Extract the entries in their exact form.

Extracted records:
#####
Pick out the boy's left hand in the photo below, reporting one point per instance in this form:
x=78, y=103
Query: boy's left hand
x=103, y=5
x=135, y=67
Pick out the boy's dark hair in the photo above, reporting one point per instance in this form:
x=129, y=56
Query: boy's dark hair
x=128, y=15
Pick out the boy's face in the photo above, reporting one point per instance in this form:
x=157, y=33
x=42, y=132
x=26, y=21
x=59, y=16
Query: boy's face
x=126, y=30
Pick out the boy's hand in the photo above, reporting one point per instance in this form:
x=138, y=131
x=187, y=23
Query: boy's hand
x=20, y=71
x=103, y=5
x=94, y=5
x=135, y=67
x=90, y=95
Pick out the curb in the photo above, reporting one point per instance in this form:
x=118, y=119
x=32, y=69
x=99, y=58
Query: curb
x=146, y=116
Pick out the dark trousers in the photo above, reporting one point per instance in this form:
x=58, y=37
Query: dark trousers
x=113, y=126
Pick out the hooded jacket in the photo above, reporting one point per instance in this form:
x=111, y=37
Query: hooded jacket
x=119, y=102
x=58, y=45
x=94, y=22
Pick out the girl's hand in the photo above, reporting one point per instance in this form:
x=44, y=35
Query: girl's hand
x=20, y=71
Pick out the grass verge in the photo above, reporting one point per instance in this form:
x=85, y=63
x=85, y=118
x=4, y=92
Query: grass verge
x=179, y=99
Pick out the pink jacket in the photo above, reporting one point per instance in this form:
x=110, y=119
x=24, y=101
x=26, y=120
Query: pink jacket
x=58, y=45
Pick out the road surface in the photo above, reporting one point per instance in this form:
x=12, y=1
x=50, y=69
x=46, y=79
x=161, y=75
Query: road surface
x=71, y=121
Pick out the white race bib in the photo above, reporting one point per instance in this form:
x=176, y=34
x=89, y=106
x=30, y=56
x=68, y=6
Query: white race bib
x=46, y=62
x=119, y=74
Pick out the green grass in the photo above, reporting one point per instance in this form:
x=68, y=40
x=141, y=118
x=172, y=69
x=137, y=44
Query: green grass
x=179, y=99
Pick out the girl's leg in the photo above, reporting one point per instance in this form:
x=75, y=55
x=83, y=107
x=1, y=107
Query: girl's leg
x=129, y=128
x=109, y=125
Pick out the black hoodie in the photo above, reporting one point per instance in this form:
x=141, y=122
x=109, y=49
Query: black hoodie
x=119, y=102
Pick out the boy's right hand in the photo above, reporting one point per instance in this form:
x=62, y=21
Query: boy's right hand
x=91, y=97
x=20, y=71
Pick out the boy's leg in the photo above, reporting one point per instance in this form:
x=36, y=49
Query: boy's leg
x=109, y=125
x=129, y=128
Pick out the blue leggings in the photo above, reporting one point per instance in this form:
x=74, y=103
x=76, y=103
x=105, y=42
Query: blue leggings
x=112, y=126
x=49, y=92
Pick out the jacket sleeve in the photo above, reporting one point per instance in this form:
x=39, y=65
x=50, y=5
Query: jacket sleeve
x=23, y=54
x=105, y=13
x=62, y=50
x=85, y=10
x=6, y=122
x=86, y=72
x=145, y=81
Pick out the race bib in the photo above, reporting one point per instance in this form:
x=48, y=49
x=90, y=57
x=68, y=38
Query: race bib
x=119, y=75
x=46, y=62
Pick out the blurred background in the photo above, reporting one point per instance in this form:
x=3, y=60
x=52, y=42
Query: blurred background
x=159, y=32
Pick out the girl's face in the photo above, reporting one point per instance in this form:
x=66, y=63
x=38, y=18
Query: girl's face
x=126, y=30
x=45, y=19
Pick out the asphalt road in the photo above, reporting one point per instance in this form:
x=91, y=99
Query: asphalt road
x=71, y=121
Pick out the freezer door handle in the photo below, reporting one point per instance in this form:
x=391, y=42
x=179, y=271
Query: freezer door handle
#####
Answer space =
Pick out the boy's left hand in the photo below, reporting one point per instance in this form:
x=78, y=103
Query: boy's left hand
x=103, y=5
x=135, y=67
Pick out the boy's dark hair in the photo above, reporting one point per instance in this form:
x=129, y=56
Query: boy's dark hair
x=128, y=15
Pick out the boy's face in the photo above, reporting one point per instance in this form:
x=157, y=33
x=42, y=132
x=26, y=21
x=59, y=16
Query: boy's face
x=126, y=30
Pick out the boy's hand in the photo above, reporting one point per instance in this form:
x=138, y=131
x=187, y=23
Query: boy's hand
x=20, y=71
x=103, y=5
x=94, y=5
x=135, y=67
x=90, y=95
Pick out the curb in the photo above, reporting one point per instance in this form:
x=118, y=119
x=32, y=69
x=99, y=58
Query: curb
x=146, y=116
Pick out the dark trousers in the photo above, reporting one point per instance in this form:
x=58, y=37
Query: dark trousers
x=113, y=126
Pick out the hooded jacket in the photo above, reporting one point per instance in this form:
x=111, y=37
Query: hooded jacket
x=119, y=102
x=58, y=45
x=94, y=22
Pick out the girl's hand in the photo above, reporting one point per instance in this form:
x=44, y=35
Query: girl's hand
x=20, y=71
Pick out the grass verge in the photo above, reporting one point per instance in this form:
x=85, y=63
x=85, y=118
x=4, y=92
Query: grass verge
x=179, y=99
Pick out the pink jacket in the photo above, reporting one point per instance in this form:
x=110, y=119
x=24, y=101
x=26, y=120
Query: pink jacket
x=58, y=45
Pick out the road surface in the photo above, reporting one point per instance in this form:
x=12, y=1
x=50, y=69
x=46, y=79
x=161, y=75
Query: road surface
x=71, y=121
Pick out the white race bib in the photo above, reporting one point per instance in this form:
x=176, y=34
x=89, y=106
x=30, y=56
x=68, y=6
Query: white race bib
x=46, y=62
x=119, y=74
Pick out the green grass in the photo above, reporting one point per instance in this form:
x=68, y=40
x=141, y=118
x=172, y=69
x=137, y=44
Query: green grass
x=179, y=99
Pick out the girl's leg in the photo above, reporting one point per instance in this form:
x=75, y=55
x=83, y=107
x=1, y=107
Query: girl's leg
x=129, y=128
x=109, y=125
Pick out the black hoodie in the photo above, reporting one point per instance in this form:
x=141, y=122
x=109, y=49
Query: black hoodie
x=119, y=102
Pick out the boy's right hand in the photo above, reporting one point per instance in this form:
x=62, y=21
Query: boy's right hand
x=91, y=97
x=20, y=71
Pick out the boy's leg in the photo above, reporting one point per instance in this form:
x=36, y=49
Query: boy's leg
x=109, y=125
x=129, y=128
Pick out the blue leggings in the photo above, reporting one point per instance in this form:
x=74, y=103
x=76, y=103
x=105, y=42
Query: blue leggings
x=112, y=126
x=49, y=92
Pick out the jacket sleeve in the photo above, reporting one point per instance in this form:
x=39, y=65
x=50, y=5
Query: jacket sleeve
x=23, y=54
x=105, y=13
x=62, y=50
x=85, y=10
x=6, y=122
x=86, y=72
x=145, y=81
Pick out the race bib in the photo above, reporting one point per instance in this form:
x=48, y=49
x=90, y=57
x=68, y=38
Query: race bib
x=119, y=75
x=46, y=62
Pick out the blurred background in the photo above, reporting one point per instance in this form:
x=3, y=60
x=52, y=42
Query: blurred background
x=159, y=32
Pick out the girl's face in the photo above, reporting one point per instance in this form:
x=66, y=63
x=38, y=18
Query: girl's face
x=126, y=30
x=45, y=19
Pick out the asphalt road in the photo above, reporting one point per instance in this form:
x=91, y=99
Query: asphalt road
x=71, y=121
Pick out the freezer door handle in the photo below, reporting one point per instance in this form:
x=391, y=42
x=179, y=271
Query: freezer door handle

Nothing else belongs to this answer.